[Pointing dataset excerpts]
□ □ □ □ □

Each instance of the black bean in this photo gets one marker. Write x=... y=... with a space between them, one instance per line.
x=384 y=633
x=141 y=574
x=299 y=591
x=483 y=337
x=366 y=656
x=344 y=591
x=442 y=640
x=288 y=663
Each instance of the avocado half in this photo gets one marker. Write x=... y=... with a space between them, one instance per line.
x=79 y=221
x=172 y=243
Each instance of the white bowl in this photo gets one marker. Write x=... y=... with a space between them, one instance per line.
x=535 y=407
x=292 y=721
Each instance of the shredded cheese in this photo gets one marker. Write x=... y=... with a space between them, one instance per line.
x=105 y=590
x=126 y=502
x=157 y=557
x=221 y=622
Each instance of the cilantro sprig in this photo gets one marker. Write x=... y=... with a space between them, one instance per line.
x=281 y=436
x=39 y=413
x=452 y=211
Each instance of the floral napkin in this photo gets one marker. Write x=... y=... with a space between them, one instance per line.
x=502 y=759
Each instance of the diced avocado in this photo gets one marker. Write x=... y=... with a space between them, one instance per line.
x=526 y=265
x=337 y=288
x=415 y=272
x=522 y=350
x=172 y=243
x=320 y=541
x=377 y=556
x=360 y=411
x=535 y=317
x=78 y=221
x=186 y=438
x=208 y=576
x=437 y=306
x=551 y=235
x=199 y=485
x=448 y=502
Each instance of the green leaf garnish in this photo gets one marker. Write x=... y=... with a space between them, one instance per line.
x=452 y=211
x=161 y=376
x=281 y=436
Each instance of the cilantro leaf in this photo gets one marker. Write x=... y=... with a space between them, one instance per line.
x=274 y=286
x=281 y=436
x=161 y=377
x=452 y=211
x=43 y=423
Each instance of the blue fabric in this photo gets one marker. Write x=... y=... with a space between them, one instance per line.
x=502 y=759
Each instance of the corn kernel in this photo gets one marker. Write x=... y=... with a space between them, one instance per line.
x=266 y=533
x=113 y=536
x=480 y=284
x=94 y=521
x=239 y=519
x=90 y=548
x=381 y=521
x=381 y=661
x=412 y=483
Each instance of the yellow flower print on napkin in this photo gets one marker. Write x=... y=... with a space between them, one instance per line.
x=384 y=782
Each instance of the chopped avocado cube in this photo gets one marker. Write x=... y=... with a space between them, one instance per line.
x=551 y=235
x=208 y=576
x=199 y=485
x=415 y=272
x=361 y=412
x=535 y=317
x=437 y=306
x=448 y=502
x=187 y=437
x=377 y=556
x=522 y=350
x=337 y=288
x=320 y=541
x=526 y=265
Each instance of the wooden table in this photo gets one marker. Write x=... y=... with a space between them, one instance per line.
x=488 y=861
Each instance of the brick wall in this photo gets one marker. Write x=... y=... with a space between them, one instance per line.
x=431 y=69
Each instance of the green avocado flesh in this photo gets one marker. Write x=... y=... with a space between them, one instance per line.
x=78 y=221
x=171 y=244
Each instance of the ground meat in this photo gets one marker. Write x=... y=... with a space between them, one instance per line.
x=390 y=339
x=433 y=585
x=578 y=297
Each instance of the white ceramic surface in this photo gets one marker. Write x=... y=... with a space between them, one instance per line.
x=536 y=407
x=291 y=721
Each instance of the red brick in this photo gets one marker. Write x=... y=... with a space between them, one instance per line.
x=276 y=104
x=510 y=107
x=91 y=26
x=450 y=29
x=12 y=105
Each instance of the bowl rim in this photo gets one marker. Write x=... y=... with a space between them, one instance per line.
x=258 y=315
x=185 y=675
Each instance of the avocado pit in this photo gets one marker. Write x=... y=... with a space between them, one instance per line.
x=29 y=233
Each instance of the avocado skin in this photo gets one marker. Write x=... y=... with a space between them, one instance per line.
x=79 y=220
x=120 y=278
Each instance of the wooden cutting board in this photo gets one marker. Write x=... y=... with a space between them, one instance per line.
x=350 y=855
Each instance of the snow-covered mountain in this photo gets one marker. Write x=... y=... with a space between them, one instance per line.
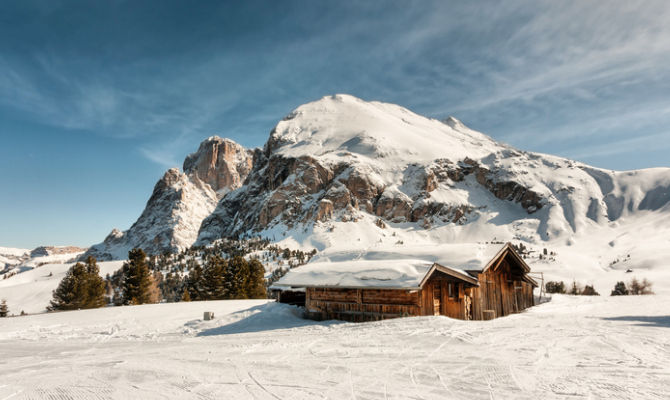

□ □ □ □ □

TASK GOAL:
Rewrite the part of the data above that opens with the line containing "Each instance of the avocado half" and closes with the line containing "x=412 y=483" as a JSON list of strings, one string per line, skipping any blank lines.

RESULT OF THIS TASK:
[
  "Each instance of the avocado half in this photo gets one marker. Write x=... y=... with a space between them, one instance per line.",
  "x=79 y=221",
  "x=172 y=243",
  "Each instance of the white bowl in this photo gets one marker. Write x=... y=... with a space between them, one instance per line.",
  "x=535 y=407",
  "x=292 y=721",
  "Each instance of the shredded cheese in this photo gets one marker. Write x=... y=... with a space between them, one instance per line.",
  "x=105 y=590",
  "x=126 y=502",
  "x=157 y=557",
  "x=221 y=622",
  "Each instance of the cilantro sprig in this photo gets one marker. Write x=... y=... with a space between them, one instance per line.",
  "x=281 y=436",
  "x=39 y=413",
  "x=452 y=211",
  "Each instance of the floral napkin in this photo gets one marker. Write x=... y=... with a space between them, one instance per line.",
  "x=502 y=759",
  "Each instance of the diced avocado in this photo gets one marker. Write x=... y=... with a space between them, one instance per line.",
  "x=526 y=265",
  "x=337 y=288",
  "x=415 y=272",
  "x=522 y=350",
  "x=172 y=243",
  "x=320 y=541",
  "x=377 y=556",
  "x=360 y=411",
  "x=535 y=317",
  "x=78 y=221",
  "x=186 y=438",
  "x=208 y=576",
  "x=437 y=306",
  "x=551 y=235",
  "x=199 y=485",
  "x=448 y=502",
  "Each instance of the green leaf garnish in this photo gets one marker. Write x=... y=... with a space between them, one instance per line.",
  "x=452 y=211",
  "x=161 y=376",
  "x=281 y=436",
  "Each instance of the cilantro leaf in this photo gets one marker. Write x=... y=... with a space between them, one instance per line.",
  "x=274 y=286",
  "x=281 y=436",
  "x=161 y=377",
  "x=452 y=211",
  "x=43 y=423",
  "Each instance of the blue fabric in this photo gets one marker. Write x=... y=... with a space between them, one instance per line.",
  "x=502 y=759",
  "Each instance of the corn kernel in this photo gets one marker. Write x=... y=... with a space between them, one instance per line.",
  "x=266 y=533",
  "x=113 y=536",
  "x=480 y=284",
  "x=94 y=521",
  "x=239 y=519",
  "x=90 y=548",
  "x=381 y=521",
  "x=381 y=661",
  "x=412 y=483"
]